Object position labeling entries
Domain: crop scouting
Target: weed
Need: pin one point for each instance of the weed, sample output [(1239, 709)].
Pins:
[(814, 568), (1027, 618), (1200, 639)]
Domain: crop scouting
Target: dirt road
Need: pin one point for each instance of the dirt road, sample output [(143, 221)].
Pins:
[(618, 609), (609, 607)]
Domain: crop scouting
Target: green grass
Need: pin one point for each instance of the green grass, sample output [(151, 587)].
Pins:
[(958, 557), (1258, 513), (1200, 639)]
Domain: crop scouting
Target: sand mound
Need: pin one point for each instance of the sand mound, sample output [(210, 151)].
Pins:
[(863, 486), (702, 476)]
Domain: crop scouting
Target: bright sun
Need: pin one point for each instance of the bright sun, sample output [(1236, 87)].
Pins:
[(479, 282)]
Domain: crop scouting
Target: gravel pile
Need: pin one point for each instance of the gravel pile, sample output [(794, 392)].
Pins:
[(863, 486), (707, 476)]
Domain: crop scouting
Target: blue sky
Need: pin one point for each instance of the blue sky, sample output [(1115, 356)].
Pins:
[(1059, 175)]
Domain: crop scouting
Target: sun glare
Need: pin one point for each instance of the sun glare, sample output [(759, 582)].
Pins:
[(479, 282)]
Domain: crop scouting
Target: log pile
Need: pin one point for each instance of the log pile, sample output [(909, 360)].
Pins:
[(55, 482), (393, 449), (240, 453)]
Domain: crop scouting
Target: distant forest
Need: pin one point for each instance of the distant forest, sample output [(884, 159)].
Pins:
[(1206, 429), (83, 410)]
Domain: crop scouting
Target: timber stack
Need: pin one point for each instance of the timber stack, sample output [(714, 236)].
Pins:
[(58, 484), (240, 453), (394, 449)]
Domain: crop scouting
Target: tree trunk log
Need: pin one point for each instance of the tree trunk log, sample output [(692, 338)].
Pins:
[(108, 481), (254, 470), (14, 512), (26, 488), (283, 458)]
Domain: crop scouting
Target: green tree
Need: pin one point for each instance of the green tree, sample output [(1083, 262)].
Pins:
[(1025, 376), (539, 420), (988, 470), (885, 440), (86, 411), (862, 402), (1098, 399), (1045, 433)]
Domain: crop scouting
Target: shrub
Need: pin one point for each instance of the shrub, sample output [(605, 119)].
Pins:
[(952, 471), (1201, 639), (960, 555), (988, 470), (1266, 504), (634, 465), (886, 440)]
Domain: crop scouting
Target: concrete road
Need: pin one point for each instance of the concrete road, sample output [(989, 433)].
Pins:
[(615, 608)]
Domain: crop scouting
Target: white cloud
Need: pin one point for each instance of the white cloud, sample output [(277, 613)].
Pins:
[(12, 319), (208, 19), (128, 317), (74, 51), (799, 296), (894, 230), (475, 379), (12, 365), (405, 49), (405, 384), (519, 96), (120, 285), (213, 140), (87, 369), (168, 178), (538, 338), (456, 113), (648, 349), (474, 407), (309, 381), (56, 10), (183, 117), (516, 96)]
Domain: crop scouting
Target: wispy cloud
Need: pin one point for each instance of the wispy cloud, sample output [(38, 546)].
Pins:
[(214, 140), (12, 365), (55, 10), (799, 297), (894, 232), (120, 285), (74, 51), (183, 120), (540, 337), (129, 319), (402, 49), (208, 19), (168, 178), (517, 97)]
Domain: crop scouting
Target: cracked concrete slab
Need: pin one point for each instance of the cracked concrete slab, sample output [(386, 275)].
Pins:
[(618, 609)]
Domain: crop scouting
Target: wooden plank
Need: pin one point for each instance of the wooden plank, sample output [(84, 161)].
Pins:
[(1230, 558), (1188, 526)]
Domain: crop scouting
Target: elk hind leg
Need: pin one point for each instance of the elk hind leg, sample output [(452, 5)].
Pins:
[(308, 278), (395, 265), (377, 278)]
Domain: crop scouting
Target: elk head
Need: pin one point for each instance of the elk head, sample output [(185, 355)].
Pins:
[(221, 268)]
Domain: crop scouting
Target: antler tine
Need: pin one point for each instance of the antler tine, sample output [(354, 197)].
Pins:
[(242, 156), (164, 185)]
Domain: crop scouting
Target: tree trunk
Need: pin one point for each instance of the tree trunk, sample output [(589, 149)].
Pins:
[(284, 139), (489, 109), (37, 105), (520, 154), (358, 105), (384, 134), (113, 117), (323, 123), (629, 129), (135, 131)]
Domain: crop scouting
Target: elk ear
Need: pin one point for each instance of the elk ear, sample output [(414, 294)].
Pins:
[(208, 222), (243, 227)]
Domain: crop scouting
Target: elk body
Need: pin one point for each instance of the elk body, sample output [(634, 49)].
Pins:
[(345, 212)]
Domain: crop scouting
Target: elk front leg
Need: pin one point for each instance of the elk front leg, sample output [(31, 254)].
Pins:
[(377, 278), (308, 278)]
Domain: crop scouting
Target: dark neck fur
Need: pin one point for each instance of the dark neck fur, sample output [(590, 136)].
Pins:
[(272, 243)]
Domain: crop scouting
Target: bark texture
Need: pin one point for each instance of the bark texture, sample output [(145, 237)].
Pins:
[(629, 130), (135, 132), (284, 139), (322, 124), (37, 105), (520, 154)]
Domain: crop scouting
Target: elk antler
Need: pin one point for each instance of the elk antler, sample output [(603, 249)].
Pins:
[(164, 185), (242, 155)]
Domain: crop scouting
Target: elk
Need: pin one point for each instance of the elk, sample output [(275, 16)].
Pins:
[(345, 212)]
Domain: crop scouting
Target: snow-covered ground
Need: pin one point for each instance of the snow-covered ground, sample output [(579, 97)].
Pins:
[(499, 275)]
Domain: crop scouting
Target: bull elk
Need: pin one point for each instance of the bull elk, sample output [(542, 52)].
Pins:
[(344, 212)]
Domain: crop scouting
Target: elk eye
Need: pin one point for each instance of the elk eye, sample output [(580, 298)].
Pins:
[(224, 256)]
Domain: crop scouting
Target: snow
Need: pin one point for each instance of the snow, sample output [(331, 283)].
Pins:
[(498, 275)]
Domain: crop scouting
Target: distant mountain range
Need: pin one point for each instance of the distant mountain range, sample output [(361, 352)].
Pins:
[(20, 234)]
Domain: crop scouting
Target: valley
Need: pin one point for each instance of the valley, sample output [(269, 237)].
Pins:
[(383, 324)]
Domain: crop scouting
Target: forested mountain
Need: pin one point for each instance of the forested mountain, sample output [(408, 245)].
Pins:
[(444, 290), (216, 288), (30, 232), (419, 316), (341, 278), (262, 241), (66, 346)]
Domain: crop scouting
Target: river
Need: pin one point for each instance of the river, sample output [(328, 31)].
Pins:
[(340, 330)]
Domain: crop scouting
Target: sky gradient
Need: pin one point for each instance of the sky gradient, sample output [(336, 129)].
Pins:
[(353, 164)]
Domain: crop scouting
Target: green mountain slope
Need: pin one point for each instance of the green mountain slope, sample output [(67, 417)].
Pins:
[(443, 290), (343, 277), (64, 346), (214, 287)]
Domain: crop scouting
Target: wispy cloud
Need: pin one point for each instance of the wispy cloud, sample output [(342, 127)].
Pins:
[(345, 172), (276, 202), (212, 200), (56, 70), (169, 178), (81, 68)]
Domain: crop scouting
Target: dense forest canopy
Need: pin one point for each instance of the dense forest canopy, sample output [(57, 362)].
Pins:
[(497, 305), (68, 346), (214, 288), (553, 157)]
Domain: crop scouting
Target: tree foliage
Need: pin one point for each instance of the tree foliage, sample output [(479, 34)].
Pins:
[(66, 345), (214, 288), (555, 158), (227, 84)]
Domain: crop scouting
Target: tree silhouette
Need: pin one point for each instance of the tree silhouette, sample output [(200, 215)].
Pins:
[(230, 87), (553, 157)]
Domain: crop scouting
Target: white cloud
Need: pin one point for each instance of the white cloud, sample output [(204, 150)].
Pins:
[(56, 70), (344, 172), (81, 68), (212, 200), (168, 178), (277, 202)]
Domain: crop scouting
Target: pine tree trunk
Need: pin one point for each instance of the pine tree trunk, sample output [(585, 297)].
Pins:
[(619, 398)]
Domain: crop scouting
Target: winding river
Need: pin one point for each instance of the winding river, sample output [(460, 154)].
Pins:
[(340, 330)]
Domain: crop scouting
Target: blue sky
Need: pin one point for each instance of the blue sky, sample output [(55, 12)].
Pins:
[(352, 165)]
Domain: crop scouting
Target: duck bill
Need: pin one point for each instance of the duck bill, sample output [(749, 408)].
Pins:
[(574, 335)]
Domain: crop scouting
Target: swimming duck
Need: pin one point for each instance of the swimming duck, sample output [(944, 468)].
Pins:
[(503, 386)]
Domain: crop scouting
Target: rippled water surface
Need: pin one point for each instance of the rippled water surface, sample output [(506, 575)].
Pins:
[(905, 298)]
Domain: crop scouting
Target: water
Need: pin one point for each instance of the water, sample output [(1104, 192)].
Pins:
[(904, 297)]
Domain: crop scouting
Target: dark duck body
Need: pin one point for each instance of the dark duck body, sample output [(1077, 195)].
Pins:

• [TO DO] Show every line of the records above that contains the word "pine", copying each such line in full, and treat uppercase and lowercase as different.

• [FINAL RESULT]
Target: pine tree trunk
Need: pin one point for each instance of the pine tree trunk, sample output [(585, 297)].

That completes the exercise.